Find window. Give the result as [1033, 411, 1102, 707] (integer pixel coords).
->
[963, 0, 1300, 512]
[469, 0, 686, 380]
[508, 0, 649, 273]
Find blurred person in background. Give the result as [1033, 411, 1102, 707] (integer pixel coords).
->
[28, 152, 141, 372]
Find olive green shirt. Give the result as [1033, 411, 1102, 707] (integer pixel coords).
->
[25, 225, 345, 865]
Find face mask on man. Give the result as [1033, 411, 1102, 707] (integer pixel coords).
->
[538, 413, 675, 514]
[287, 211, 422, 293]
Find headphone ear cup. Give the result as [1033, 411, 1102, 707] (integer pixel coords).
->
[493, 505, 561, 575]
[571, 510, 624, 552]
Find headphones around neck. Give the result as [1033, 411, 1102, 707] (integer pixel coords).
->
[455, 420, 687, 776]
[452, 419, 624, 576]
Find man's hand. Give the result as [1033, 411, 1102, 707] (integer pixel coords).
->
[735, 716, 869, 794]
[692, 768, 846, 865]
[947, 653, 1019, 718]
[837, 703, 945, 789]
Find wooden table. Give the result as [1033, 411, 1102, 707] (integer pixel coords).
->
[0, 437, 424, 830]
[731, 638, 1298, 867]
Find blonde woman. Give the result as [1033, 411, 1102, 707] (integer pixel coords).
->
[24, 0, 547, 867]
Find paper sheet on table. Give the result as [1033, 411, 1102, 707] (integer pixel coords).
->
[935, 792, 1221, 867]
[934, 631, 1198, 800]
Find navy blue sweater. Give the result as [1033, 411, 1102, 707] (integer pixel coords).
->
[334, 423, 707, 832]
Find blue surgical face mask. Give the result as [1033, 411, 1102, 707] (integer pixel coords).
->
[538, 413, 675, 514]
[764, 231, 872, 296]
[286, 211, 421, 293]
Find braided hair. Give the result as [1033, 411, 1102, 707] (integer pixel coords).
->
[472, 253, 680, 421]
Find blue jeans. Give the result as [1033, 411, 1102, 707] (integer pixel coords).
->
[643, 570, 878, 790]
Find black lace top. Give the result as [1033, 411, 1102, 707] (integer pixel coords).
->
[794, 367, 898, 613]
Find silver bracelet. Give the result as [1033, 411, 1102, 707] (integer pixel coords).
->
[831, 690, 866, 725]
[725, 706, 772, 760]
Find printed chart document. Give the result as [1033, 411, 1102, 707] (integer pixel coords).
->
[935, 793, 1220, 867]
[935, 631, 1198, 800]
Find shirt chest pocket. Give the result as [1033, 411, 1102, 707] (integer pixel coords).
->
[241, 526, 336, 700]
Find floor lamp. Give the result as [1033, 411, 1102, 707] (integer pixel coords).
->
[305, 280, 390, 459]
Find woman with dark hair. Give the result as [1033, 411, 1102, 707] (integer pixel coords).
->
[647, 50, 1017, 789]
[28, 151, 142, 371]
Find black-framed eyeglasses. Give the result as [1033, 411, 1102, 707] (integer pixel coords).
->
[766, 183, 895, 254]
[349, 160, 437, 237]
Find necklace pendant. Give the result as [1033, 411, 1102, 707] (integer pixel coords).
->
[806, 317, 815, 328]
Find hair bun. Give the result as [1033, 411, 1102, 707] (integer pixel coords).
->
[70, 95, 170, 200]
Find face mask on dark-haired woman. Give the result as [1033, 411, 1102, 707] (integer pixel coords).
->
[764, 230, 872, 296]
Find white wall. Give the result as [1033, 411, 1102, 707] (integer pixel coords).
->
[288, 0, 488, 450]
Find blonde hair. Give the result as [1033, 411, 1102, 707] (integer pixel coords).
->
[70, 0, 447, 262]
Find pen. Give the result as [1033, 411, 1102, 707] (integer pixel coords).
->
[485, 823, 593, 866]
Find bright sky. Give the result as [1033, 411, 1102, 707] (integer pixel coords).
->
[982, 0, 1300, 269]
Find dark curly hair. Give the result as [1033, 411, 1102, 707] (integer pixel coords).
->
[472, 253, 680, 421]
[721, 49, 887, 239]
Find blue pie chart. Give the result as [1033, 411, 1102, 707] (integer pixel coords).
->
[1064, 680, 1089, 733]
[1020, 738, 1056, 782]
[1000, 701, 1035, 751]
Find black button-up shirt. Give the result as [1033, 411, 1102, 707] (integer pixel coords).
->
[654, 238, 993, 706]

◆ **AIM OF THE EXERCISE**:
Extract the full listing above without alteration.

◆ **RESPONSE AREA**:
Find window. Give the result as [1033, 411, 1102, 707] (integer pixel coords).
->
[963, 0, 1300, 512]
[469, 0, 686, 380]
[508, 0, 649, 273]
Find blurred person in background. Give the result as [1033, 411, 1102, 707] (integer pixel coords).
->
[28, 152, 141, 372]
Find olive green shirt. Give the result as [1033, 411, 1102, 707] (integer pixel coords).
->
[25, 225, 345, 865]
Find face mask on man. Give the result as [1033, 411, 1102, 707] (integer pixel coords).
->
[538, 413, 675, 514]
[287, 211, 422, 293]
Find headphone ear cup. Give the result as [1033, 411, 1102, 707] (integer pixel coords).
->
[493, 505, 561, 575]
[571, 510, 624, 552]
Find headphones around neck. Give the result as [1033, 411, 1102, 707] (integer pixel coords).
->
[455, 420, 687, 776]
[452, 419, 624, 576]
Find man's hand. Give the result as [1033, 411, 1102, 707] (integer pixel coords).
->
[735, 716, 869, 794]
[692, 768, 846, 865]
[947, 653, 1019, 718]
[837, 703, 945, 789]
Find wooden table. Give the result as [1033, 411, 1102, 707] (integer pixel coords).
->
[0, 437, 424, 830]
[731, 638, 1298, 867]
Find blonde woman. Give the result as [1033, 411, 1102, 707] (integer pixel coords).
->
[24, 0, 547, 867]
Find paper sheet on table. Give the result as [1033, 411, 1102, 707] (integer pixel coords).
->
[935, 792, 1221, 867]
[934, 631, 1198, 800]
Find navy blue sweater. Give the result as [1033, 411, 1102, 707] (integer pixel coords).
->
[334, 423, 707, 832]
Find blue surgical face mask. Give the result as [1033, 411, 1102, 707] (integer pixel coords).
->
[538, 413, 675, 514]
[764, 231, 872, 296]
[286, 211, 421, 293]
Find braided hair. Give the result as [1033, 411, 1102, 707] (integer pixel coords).
->
[472, 253, 680, 421]
Find blue jeans. Give the result as [1033, 411, 1102, 707] (integer pixel coords).
->
[643, 570, 878, 790]
Find black lace top. Give the result as [1033, 411, 1102, 707] (integer pixel coords).
->
[794, 367, 898, 613]
Find silver bracelet. Give the result as [1033, 411, 1102, 707] (integer pixel coords).
->
[831, 690, 866, 725]
[725, 706, 772, 760]
Find printed chart document. Give the result as [1033, 411, 1102, 707] (integer pixel coords).
->
[935, 793, 1220, 867]
[935, 631, 1198, 800]
Find shirt chest pocket. Give the result as [1033, 411, 1102, 707] (integer pixel coords).
->
[241, 526, 336, 700]
Find floor lamp. Give the result as [1033, 411, 1102, 707] (integer pixel coords).
->
[305, 280, 390, 459]
Find woman with dark hair. Give the result as [1033, 411, 1102, 707] (integer pixel coords).
->
[647, 50, 1017, 789]
[28, 151, 142, 371]
Find black-framed eyeglasses. Give the result as [1033, 411, 1102, 707] (integer pixel coords).
->
[766, 183, 895, 254]
[349, 160, 437, 237]
Find necklace pendant. Give the result as [1033, 411, 1102, 707] (integer pixel coords).
->
[806, 317, 815, 328]
Find hair bun. Give the result as [1033, 411, 1102, 707] (integer pixel coords).
->
[70, 95, 170, 200]
Find face mask on dark-haired woman. Give the result as [1033, 411, 1102, 707] (integer pixel coords).
->
[764, 230, 872, 296]
Find white wall. Give the result as [1033, 411, 1102, 707] (integer pixel coords).
->
[288, 0, 488, 450]
Find blonde hair. Give the result as [1033, 411, 1102, 707] (integer pixel coords).
->
[70, 0, 447, 262]
Find pen. Give the result as [1033, 411, 1102, 707] (integer pixel coords).
->
[485, 823, 593, 866]
Find bright sky. Give the result as [1033, 411, 1102, 707] (integer pixel coords).
->
[982, 0, 1300, 269]
Find dark curly hair. Give the result as [1033, 411, 1102, 707] (integer pixel coords).
->
[472, 253, 680, 421]
[721, 49, 887, 239]
Find blue pie chart. Give the result as [1033, 411, 1102, 707] (integer pixel coords).
->
[1064, 680, 1089, 733]
[1020, 738, 1056, 782]
[1000, 701, 1035, 751]
Find black button-up shirt. Give the result as [1033, 411, 1102, 707] (integer pixel coords).
->
[654, 238, 993, 706]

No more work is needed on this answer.